§ AANGELEVERD FRAGMENT:
※ ※ ※
Strafbaarheid van het bewezenverklaarde
Het bewezenverklaarde levert op:
opzettelijk handelen in strijd met het in artikel 2 onder A van de Opiumwet gegeven verbod.
Er zijn geen feiten of omstandigheden aannemelijk geworden die de strafbaarheid van het bewezenverklaarde uitsluiten. Het feit is strafbaar.
Strafbaarheid van de verdachte
Er zijn geen feiten of omstandigheden aannemelijk geworden die de strafbaarheid van verdachte uitsluiten. De verdachte is daarom strafbaar voor het hiervoor bewezenverklaarde.
Op te leggen straf
Het hof heeft bij de bepaling van de op te leggen straf gelet op de aard en de ernst van hetgeen bewezen is verklaard, op de omstandigheden waaronder het bewezenverklaarde is begaan en op de persoon van de verdachte, zoals een en ander uit het onderzoek ter terechtzitting naar voren is gekomen. Daarnaast is gelet op de verhouding tot andere strafbare feiten, zoals onder meer tot uitdrukking komende in de hierop gestelde wettelijke strafmaxima en in de straffen die voor soortgelijke feiten worden opgelegd.
※ ※ ※
§ OPDRACHT:
Herschrijf een deel van het fragment en vervang daarin "aannemelijk geworden" door "gebleken". Begin bij de woorden "Strafbaarheid van de" en stop na "het hiervoor bewezenverklaarde.".
※ ※ ※
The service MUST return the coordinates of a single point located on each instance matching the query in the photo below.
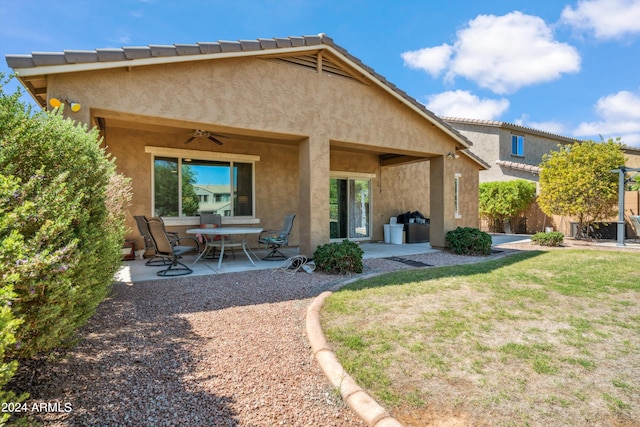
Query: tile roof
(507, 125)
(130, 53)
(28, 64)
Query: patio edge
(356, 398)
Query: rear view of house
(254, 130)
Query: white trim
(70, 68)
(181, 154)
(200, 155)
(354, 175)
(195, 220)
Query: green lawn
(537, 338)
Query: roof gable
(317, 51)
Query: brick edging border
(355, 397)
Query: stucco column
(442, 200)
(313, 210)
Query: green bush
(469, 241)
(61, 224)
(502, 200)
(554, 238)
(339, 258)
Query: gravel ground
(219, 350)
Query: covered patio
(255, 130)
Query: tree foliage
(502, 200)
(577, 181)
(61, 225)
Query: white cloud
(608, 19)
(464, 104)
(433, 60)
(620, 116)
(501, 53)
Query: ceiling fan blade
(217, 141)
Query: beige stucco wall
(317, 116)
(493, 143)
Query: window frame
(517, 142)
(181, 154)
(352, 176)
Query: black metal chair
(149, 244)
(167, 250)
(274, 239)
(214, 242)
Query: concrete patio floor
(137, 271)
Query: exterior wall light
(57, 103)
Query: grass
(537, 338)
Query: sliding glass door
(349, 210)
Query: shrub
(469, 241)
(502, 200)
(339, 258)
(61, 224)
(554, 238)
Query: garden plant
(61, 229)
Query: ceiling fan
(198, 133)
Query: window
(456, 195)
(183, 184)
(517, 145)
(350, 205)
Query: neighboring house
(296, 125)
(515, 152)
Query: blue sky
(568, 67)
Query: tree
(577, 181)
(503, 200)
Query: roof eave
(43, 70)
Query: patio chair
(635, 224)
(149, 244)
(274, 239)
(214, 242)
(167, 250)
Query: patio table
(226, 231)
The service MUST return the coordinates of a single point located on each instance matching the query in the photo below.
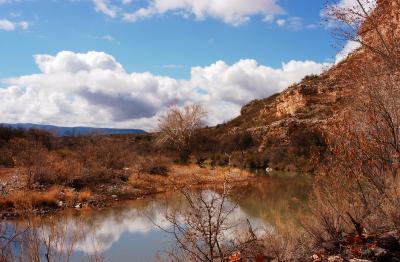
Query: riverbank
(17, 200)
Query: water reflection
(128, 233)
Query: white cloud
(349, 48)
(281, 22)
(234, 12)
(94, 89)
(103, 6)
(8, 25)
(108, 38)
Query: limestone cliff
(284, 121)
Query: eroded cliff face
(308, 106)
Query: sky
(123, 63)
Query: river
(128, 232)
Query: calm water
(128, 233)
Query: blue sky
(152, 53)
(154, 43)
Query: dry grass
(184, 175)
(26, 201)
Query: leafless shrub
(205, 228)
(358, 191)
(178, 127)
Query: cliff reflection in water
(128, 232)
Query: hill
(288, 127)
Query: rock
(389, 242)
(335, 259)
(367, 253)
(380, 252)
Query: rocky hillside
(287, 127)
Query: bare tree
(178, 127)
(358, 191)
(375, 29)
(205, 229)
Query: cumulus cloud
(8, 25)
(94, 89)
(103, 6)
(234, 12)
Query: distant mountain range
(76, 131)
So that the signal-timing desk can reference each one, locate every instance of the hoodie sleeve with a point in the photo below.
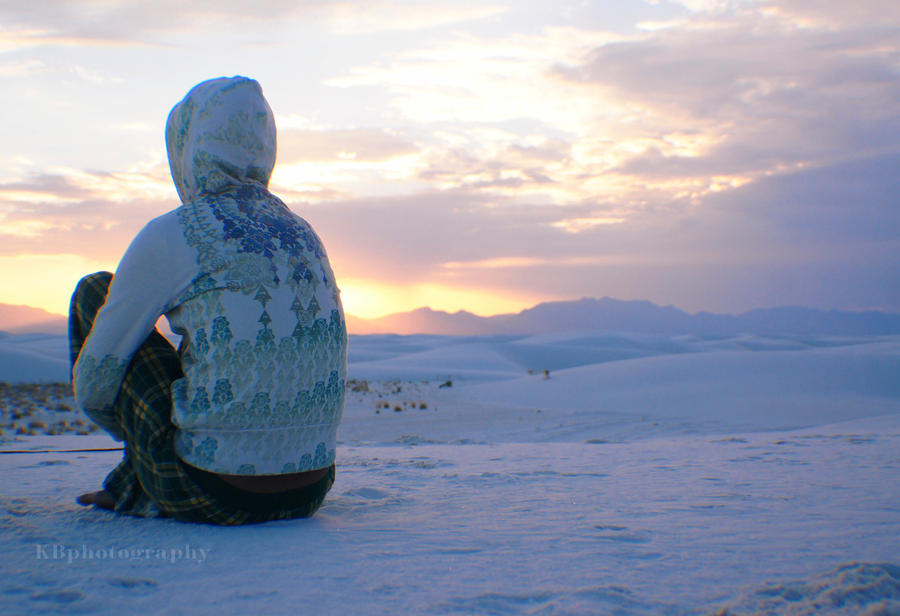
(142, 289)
※ ※ ※
§ ANTWOORD:
Strafbaarheid van de verdachte
Er zijn geen feiten of omstandigheden gebleken die de strafbaarheid van verdachte uitsluiten. De verdachte is daarom strafbaar voor het hiervoor bewezenverklaarde.